== Task ==
Reproduce the listing below exactly, minus its pictures.

== Provided data ==
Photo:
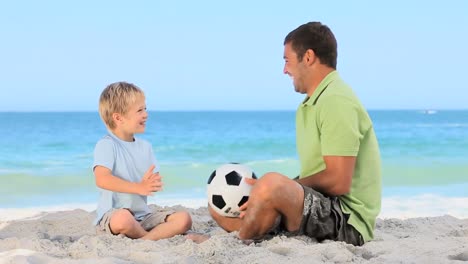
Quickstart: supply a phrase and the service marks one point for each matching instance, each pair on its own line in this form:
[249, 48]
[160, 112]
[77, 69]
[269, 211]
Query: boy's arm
[150, 183]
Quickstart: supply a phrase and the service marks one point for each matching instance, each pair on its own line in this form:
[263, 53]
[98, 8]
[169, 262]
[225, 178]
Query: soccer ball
[227, 189]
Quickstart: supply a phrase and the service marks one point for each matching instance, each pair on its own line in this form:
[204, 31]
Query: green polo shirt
[333, 122]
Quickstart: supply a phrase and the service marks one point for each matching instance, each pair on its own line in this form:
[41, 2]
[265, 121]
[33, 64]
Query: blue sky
[227, 55]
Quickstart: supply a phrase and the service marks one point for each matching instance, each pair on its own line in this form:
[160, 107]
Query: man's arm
[336, 179]
[151, 182]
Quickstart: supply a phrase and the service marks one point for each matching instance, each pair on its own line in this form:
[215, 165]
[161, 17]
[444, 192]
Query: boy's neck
[123, 136]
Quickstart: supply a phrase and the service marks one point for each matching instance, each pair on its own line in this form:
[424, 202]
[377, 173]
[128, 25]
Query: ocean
[46, 157]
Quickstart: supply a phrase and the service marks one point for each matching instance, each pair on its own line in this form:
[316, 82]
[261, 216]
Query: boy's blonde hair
[117, 98]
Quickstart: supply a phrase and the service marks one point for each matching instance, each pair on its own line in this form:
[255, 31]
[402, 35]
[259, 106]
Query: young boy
[126, 171]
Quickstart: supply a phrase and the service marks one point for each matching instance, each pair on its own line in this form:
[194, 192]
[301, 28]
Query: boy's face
[134, 121]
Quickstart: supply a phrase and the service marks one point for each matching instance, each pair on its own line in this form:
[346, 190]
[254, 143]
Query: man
[338, 193]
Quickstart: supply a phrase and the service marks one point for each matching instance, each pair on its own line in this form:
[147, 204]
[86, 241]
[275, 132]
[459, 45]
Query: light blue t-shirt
[128, 161]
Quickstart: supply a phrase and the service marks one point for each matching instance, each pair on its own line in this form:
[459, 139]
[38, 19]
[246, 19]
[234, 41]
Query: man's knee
[269, 185]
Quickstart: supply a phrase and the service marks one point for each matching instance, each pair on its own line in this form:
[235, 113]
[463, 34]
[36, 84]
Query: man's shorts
[322, 219]
[149, 221]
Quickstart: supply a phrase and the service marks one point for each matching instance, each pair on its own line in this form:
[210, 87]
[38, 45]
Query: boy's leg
[123, 222]
[172, 224]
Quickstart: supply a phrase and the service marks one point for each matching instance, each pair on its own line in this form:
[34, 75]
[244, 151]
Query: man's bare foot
[197, 238]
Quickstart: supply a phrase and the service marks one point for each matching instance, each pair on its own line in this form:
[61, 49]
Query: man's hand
[243, 208]
[150, 183]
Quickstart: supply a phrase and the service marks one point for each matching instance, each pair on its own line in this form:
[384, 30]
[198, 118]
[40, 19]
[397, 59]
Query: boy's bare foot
[197, 238]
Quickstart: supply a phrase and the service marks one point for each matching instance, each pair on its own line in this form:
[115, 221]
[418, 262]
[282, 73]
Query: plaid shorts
[322, 219]
[149, 221]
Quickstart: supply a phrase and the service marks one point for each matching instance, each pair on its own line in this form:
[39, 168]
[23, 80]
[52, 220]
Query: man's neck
[319, 74]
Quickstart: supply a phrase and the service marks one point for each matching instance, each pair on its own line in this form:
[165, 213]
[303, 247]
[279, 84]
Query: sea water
[46, 157]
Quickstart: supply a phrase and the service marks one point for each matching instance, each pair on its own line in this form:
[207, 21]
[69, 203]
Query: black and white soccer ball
[227, 189]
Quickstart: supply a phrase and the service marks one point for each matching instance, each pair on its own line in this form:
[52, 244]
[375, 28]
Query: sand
[68, 237]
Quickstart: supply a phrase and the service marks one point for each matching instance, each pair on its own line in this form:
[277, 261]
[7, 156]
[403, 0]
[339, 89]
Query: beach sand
[68, 237]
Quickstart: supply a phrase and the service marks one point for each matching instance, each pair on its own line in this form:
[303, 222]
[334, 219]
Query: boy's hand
[150, 183]
[243, 208]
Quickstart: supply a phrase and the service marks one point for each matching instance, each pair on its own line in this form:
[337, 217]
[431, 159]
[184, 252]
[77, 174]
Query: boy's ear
[116, 117]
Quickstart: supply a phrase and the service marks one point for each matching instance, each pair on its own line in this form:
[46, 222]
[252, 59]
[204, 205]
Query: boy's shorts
[322, 219]
[149, 221]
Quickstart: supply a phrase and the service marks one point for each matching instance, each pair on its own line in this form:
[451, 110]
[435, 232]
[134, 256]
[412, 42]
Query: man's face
[294, 68]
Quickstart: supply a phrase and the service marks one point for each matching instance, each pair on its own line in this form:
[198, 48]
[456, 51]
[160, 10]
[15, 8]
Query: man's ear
[309, 57]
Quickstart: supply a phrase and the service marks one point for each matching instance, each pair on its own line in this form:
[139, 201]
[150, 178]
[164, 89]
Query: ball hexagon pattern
[227, 189]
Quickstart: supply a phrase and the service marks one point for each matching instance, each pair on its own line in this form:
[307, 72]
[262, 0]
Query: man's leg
[273, 195]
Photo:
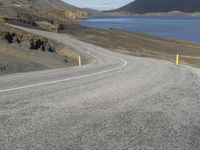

== Exercise response ==
Photo:
Quickstart: supply a phrase and the service marks one point for each matching instance, each pair on its own line in this form:
[249, 48]
[160, 112]
[77, 69]
[269, 211]
Query: boy's arm
[150, 183]
Quickstart: supply a phrase and the service marks one point for each matching instance, each pair on its own line in this form:
[263, 53]
[98, 8]
[169, 262]
[225, 178]
Query: soccer ball
[227, 189]
Quickstart: supply a phrase and the service marks one point for each matching instance, each pair on its own line in this form:
[204, 31]
Query: green polo shirt
[333, 122]
Quickstart: supply a phrase and the service marks one point for each matching instance, each pair on its own line in this form:
[41, 2]
[265, 121]
[33, 64]
Query: blue sky
[227, 55]
Quickstart: supply a phrase and the service marks one point for each matching instance, each pair on its own line in this form:
[160, 107]
Query: man's arm
[336, 179]
[151, 182]
Quickstart: supply a phrase and the service marks one point for each matching instance, each pair on its own line in this form:
[215, 165]
[161, 17]
[444, 192]
Query: boy's neck
[123, 136]
Quickstart: supply a phrase and the service marks one point for each matching instance, each pair on its own line in this form:
[424, 202]
[377, 173]
[128, 25]
Query: ocean
[46, 157]
Quickstart: supply a phrase and the service marks one point for each matching instance, each pair on its own line in this form:
[316, 82]
[261, 216]
Query: boy's blonde hair
[117, 98]
Quickstart: supply a phrase and the service marks one point for each matching instance, each pair on its own line in this form:
[255, 31]
[402, 35]
[259, 106]
Query: young boy
[126, 171]
Quickstart: supply a phrase and the service marks one point for each matching instance, each pair on its own line in this form:
[194, 192]
[301, 28]
Query: boy's face
[134, 121]
Quickstart: supply a phrase and the service marks one point for each matching instance, each pair on its own line in this form:
[346, 190]
[254, 143]
Query: man
[338, 193]
Quickstart: supply a phrase and the service marks one point for each matching instance, each pair on its own line in this form:
[147, 204]
[86, 241]
[275, 132]
[459, 45]
Query: light blue t-shirt
[128, 161]
Quickstart: supply a phrase and the service marks one point for each matching instance, each pair on its own line in this form:
[459, 139]
[38, 19]
[246, 19]
[234, 41]
Query: man's knee
[269, 185]
Quickstart: supply a phrase and the service marks one point for each matching instance, each pair on its own line in this form:
[235, 113]
[463, 34]
[36, 84]
Query: man's shorts
[322, 219]
[149, 221]
Quickstart: supply a phrase and the service marks one point for each matching instance, each pair on its own line in this form:
[210, 87]
[38, 45]
Query: boy's leg
[123, 222]
[172, 224]
Quickstart: supply a phrase and the service marks one point for each matching instance, each pair on its own line in this form:
[34, 75]
[244, 151]
Query: man's bare foot
[197, 238]
Quickstart: supply a phrase and the service marks one point for each matching instance, each pair on its own line in this form:
[61, 49]
Query: man's hand
[243, 208]
[150, 183]
Quickstart: supply a phrase and the service marks one point for each matching instance, each pair on its own line in this form:
[384, 30]
[198, 118]
[40, 19]
[397, 59]
Query: boy's bare foot
[197, 238]
Quickstart: supply a phrase and the service marks one point for each matching instance, each pair on its own line in this form:
[115, 221]
[418, 262]
[282, 73]
Query: plaid shorts
[322, 219]
[149, 221]
Quickstart: supply a phrase and the service marks one point for each matching instance, each pair on its own line in this form:
[39, 168]
[23, 80]
[52, 220]
Query: man's neck
[319, 74]
Quickstart: supply a phrase and the service marks one point for each matching instance, each pair on its own line in this form:
[165, 213]
[303, 247]
[279, 84]
Query: sea water
[46, 157]
Quickstart: supply a phrase and the service marks one point for each matching instance, each pair on its own line in this form:
[207, 21]
[69, 203]
Query: black and white soccer ball
[227, 189]
Quickstart: supply a phrase and the service marks one point for each matching instance, each pair on its own line in this form:
[52, 244]
[375, 28]
Query: sand
[68, 237]
Quickstart: supply a phrase and the service marks one point for each matching instance, each pair on its own line in this form:
[277, 261]
[7, 156]
[403, 0]
[339, 89]
Query: beach sand
[68, 237]
Quickstart: supply a phrase and the service marks one point for each matching instance, each pair on its own line in this form:
[303, 222]
[334, 219]
Query: boy's hand
[150, 183]
[243, 208]
Quickstart: supply a phrase and the service marks one point for each matching instance, each pair on its own line in this form:
[337, 217]
[431, 159]
[184, 252]
[77, 174]
Query: boy's ear
[116, 117]
Quickstart: supply a phrase and the service marks one point for each matching instance, each pair on its own line in this form:
[46, 222]
[252, 59]
[204, 205]
Query: boy's shorts
[322, 219]
[149, 221]
Quickstart: supply a phrase and the service marks one point for each matching instance, each pair on its own line in this form:
[451, 110]
[435, 232]
[134, 256]
[412, 42]
Query: man's face
[294, 68]
Quickstart: supply a phrase and the service marks one point for each matching instance, each pair on its own line in this form:
[198, 48]
[456, 51]
[160, 10]
[15, 8]
Query: man's ear
[309, 57]
Quickstart: supply a phrase and the service marks one point for each matching instance, each pair on its own line in this form:
[139, 201]
[150, 178]
[164, 89]
Query: ball hexagon pattern
[227, 189]
Quickstart: supply a phrase and the service marks one point for each matching instance, each pair on its own line in this form:
[307, 72]
[262, 0]
Query: man's leg
[273, 195]
Photo:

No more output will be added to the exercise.